■ **INFORMATION SHOWN**:
+===+
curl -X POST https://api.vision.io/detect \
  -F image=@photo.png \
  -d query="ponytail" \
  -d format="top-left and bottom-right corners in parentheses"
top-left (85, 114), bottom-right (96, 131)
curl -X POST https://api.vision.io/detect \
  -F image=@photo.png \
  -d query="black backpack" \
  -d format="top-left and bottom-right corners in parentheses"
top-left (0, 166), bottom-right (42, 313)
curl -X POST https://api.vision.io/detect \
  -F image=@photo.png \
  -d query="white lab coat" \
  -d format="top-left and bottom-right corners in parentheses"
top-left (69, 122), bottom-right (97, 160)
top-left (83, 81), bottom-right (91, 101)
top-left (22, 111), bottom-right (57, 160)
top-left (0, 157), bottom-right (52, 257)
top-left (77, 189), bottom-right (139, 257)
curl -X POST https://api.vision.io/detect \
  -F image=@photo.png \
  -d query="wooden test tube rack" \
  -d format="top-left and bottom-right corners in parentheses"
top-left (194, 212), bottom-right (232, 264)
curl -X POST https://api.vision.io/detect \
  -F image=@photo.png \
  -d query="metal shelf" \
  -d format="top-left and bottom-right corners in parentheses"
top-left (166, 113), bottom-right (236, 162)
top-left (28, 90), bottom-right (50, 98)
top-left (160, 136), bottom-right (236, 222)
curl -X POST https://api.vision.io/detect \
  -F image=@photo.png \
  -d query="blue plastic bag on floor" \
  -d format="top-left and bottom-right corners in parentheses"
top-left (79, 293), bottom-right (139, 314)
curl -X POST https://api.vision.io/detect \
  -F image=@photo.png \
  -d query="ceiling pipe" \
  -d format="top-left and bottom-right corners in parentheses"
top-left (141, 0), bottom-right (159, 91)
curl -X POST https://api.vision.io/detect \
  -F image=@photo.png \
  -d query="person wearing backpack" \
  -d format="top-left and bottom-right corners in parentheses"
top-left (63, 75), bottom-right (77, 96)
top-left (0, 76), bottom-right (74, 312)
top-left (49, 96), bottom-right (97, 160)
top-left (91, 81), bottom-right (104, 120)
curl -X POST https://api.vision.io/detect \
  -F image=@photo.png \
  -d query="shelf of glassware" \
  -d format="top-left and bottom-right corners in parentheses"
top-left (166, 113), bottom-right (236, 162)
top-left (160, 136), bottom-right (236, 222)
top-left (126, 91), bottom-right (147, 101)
+===+
All of the material should be set down exactly as it reads.

■ **FINISHED EXERCISE**:
curl -X POST https://api.vision.io/detect \
  -F image=@photo.png \
  -d query="ponytail" \
  -d format="top-left and bottom-right corners in parentheses"
top-left (85, 114), bottom-right (96, 131)
curl -X POST https://api.vision.io/detect \
  -F image=@photo.png \
  -d query="black backpack" \
  -d format="top-left and bottom-right corners in parentheses"
top-left (0, 166), bottom-right (42, 313)
curl -X POST https://api.vision.io/detect \
  -F image=@photo.png \
  -d query="white lab coat" \
  -d format="top-left and bottom-right corners in parentheses"
top-left (69, 122), bottom-right (97, 160)
top-left (83, 81), bottom-right (91, 101)
top-left (22, 111), bottom-right (57, 160)
top-left (0, 157), bottom-right (52, 257)
top-left (77, 189), bottom-right (139, 257)
curl -X POST https://api.vision.io/detect \
  -F image=@photo.png \
  -d query="wooden test tube rack" \
  -d format="top-left and bottom-right corners in parentheses"
top-left (194, 212), bottom-right (232, 264)
curl -X POST https://api.vision.io/detect \
  -F image=@photo.png \
  -d query="metal shelf" \
  -d format="top-left and bottom-right corners in parentheses"
top-left (166, 113), bottom-right (236, 162)
top-left (28, 90), bottom-right (50, 98)
top-left (160, 136), bottom-right (236, 222)
curl -X POST https://api.vision.io/detect \
  -F image=@photo.png \
  -d query="blue plastic bag on floor" \
  -d format="top-left and bottom-right corners in parentheses"
top-left (79, 293), bottom-right (139, 314)
curl -X POST https://api.vision.io/detect \
  -F image=@photo.png \
  -d query="ceiling pipe" \
  -d format="top-left and bottom-right corners in parentheses"
top-left (141, 0), bottom-right (159, 91)
curl -X POST https://api.vision.io/detect \
  -F image=@photo.png \
  -d query="person wearing backpack" \
  -d format="top-left and bottom-right corners in parentheses"
top-left (63, 75), bottom-right (77, 96)
top-left (0, 76), bottom-right (74, 312)
top-left (49, 96), bottom-right (97, 160)
top-left (91, 81), bottom-right (104, 120)
curl -X POST https://api.vision.io/detect \
  -F image=@photo.png \
  -d query="shelf of glassware" \
  -d format="top-left and bottom-right corners in parentheses"
top-left (166, 113), bottom-right (236, 162)
top-left (160, 136), bottom-right (236, 222)
top-left (126, 91), bottom-right (147, 101)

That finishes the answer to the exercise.